───── SUPPLIED DATA

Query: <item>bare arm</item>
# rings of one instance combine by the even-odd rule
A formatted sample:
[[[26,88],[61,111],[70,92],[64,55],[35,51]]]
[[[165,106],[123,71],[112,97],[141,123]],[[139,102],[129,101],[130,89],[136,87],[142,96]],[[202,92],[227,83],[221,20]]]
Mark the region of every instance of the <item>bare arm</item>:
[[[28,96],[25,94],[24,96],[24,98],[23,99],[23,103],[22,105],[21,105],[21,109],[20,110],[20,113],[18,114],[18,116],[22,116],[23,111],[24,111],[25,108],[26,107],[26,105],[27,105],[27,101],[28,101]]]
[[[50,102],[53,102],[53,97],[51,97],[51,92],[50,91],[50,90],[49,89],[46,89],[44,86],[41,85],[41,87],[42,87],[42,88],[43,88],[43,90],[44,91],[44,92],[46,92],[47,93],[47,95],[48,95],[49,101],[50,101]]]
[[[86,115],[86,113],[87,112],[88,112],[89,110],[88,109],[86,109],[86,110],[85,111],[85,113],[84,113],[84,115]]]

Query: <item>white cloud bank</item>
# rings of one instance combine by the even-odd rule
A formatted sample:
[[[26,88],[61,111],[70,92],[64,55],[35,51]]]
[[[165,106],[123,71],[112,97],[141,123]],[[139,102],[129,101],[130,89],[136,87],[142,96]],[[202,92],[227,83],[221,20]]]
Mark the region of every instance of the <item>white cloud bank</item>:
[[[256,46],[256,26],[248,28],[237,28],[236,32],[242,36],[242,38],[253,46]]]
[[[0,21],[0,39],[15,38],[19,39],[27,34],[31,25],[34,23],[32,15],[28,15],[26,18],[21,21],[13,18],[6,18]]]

──────────

* AIM *
Retype all of the records above line for line, leaving every character unchanged.

* SOLUTION TO THE PROBLEM *
Query: <item>bare arm</item>
# rings of one instance combine by the even-odd rule
A formatted sample:
[[[26,88],[61,111],[70,92],[64,55],[35,51]]]
[[[165,106],[123,71],[112,97],[141,123]],[[139,102],[129,101],[130,89],[136,87],[142,96]],[[202,92],[227,83],[221,20]]]
Mark the region of every instance of the <item>bare arm</item>:
[[[28,96],[25,94],[24,96],[24,98],[23,99],[23,103],[22,105],[21,105],[21,109],[20,110],[20,113],[18,114],[18,116],[22,116],[23,111],[24,111],[25,108],[26,107],[26,105],[27,105],[27,101],[28,101]]]
[[[50,102],[53,102],[53,97],[51,97],[51,92],[50,91],[50,90],[49,89],[46,89],[44,86],[41,85],[41,87],[42,87],[42,88],[43,88],[43,90],[44,91],[44,92],[46,92],[47,93],[47,95],[48,95],[49,101],[50,101]]]
[[[86,115],[86,113],[87,112],[88,112],[89,110],[88,109],[86,109],[86,110],[85,111],[85,113],[84,113],[84,115]]]

Query: <item>white cloud bank</item>
# rings of one instance combine by the even-odd rule
A formatted sample:
[[[26,88],[61,111],[70,92],[64,55],[35,51]]]
[[[165,106],[123,71],[112,97],[141,123]],[[139,102],[129,101],[130,89],[136,87],[142,96]],[[202,92],[227,83],[221,20]]]
Mark the region of every instance of the <item>white cloud bank</item>:
[[[256,46],[256,26],[248,28],[237,28],[236,32],[242,36],[242,38],[253,46]]]
[[[0,21],[0,39],[15,38],[19,39],[27,34],[31,25],[34,23],[32,15],[28,15],[26,18],[21,21],[13,18],[6,18]]]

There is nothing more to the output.